▶ **Problem statement**:
Arrange every line of the material below as a Markdown table with the columns Row and Line. Number each line in Row and leave out any blank lines.

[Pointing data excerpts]
------
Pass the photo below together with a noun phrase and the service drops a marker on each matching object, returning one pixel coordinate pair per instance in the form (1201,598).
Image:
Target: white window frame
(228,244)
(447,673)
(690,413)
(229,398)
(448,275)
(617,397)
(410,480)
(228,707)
------
▶ **The output**:
| Row | Line |
|---|---|
| 1 | Pass the photo below together with a noun phrase and the service drops a marker on each matching object, returning one pixel coordinate pair per instance in the form (1201,598). |
| 2 | Image: |
| 3 | Target: white window frame |
| 4 | (228,244) |
| 5 | (447,673) |
| 6 | (690,413) |
| 7 | (229,398) |
| 8 | (448,275) |
| 9 | (617,397) |
| 10 | (410,480) |
| 11 | (228,707) |